## [The task]
Reproduce the entries below, swapping every "single dot" for "single point" and keeping everything else as it is.

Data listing
========================
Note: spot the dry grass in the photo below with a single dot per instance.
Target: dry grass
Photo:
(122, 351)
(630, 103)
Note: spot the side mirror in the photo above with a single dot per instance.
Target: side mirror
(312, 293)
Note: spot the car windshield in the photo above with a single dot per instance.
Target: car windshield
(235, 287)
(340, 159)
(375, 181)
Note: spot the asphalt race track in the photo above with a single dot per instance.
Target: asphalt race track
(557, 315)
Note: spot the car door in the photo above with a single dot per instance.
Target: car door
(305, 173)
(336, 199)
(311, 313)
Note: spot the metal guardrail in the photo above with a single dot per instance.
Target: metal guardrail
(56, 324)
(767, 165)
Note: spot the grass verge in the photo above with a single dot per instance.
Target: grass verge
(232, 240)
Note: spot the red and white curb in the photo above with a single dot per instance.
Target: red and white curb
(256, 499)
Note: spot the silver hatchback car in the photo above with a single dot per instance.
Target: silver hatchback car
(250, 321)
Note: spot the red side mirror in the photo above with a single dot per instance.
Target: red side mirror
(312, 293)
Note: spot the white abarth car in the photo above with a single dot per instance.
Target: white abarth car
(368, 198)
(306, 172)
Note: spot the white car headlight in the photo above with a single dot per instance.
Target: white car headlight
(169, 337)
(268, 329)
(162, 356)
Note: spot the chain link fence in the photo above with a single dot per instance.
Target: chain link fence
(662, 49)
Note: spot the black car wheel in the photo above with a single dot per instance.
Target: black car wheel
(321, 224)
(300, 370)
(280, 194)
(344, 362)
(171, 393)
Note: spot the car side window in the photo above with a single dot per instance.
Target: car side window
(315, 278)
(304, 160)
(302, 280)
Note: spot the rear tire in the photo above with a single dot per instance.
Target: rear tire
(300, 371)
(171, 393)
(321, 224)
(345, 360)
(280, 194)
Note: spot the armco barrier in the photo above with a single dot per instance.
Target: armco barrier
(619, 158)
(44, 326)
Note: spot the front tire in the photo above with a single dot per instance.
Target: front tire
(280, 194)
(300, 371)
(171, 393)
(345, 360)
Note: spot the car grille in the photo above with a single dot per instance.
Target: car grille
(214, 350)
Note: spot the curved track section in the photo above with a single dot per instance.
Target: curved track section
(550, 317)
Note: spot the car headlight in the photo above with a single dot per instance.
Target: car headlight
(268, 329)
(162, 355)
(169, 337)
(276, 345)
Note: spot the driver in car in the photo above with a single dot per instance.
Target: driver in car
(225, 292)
========================
## [Written response]
Note: spot the dry grass in the photo below with a single point per instance.
Target: dry grass
Photo:
(122, 351)
(630, 103)
Note: spot the side mirror in the photo above with a single point per instance.
Target: side mirror
(312, 293)
Note: spot the car windshield in the photo above with a single point per instance.
Target: car windshield
(235, 287)
(340, 159)
(375, 181)
Note: spot the asphalt race track in the photo above with a single point per instance.
Target: asphalt race track
(557, 315)
Note: spot the car door in the photo above with a single point per instance.
Target: car door
(305, 173)
(336, 199)
(311, 313)
Note: spot the metal guardrail in the photo above with a single point per instance.
Target: metal guardrail
(56, 324)
(767, 165)
Note: spot the grass verge in the photo above with a single point per instance.
Target: grass verge
(232, 240)
Note: spot the red and white curb in the photo above with a single point per instance.
Target: red and white curb
(256, 499)
Note: spot the silver hatchback car in the photo above with a single point per instance.
Target: silver hatchback car
(250, 321)
Note: spot the red side mirror in the photo above with a single point per instance.
Target: red side mirror
(312, 293)
Note: spot the white abarth car in the photo above with a single point per instance.
Target: white abarth car
(368, 198)
(306, 172)
Note: spot the white car headlight in the photo above with a single point per instance.
Target: white car headlight
(169, 337)
(268, 329)
(162, 356)
Note: spot the chain link fence in the photo above with a single point per instance.
Target: chain link fence
(662, 49)
Note: spot the black car wheel in the photo above with a single point per instance.
Target: black car wheel
(321, 224)
(300, 370)
(280, 194)
(344, 362)
(171, 393)
Note: spot the car side window in the photo above with a single point per instance.
Target: car side window
(315, 278)
(304, 160)
(302, 280)
Note: spot the rear tire in the photo above with a single point per instance.
Target: rear tire
(300, 371)
(171, 393)
(321, 224)
(345, 360)
(280, 194)
Note: spot the armco barrier in the photo above with a single point per instance.
Target: armco barrier
(619, 158)
(44, 326)
Note: spot the front tire in the photo above with a single point per instance.
Target: front tire
(280, 194)
(300, 371)
(171, 393)
(345, 360)
Note: spot the car grille in the photo above with a single point per instance.
Target: car grille
(214, 350)
Note: spot the curved track section in the photo above with a single point per instance.
Target: curved track section
(550, 317)
Note: spot the car headlight in the photo above with a single point per instance.
Target: car headlight
(268, 329)
(162, 355)
(169, 337)
(276, 345)
Note: spot the driver in car in the photo above with a single point per instance.
Target: driver in car
(225, 292)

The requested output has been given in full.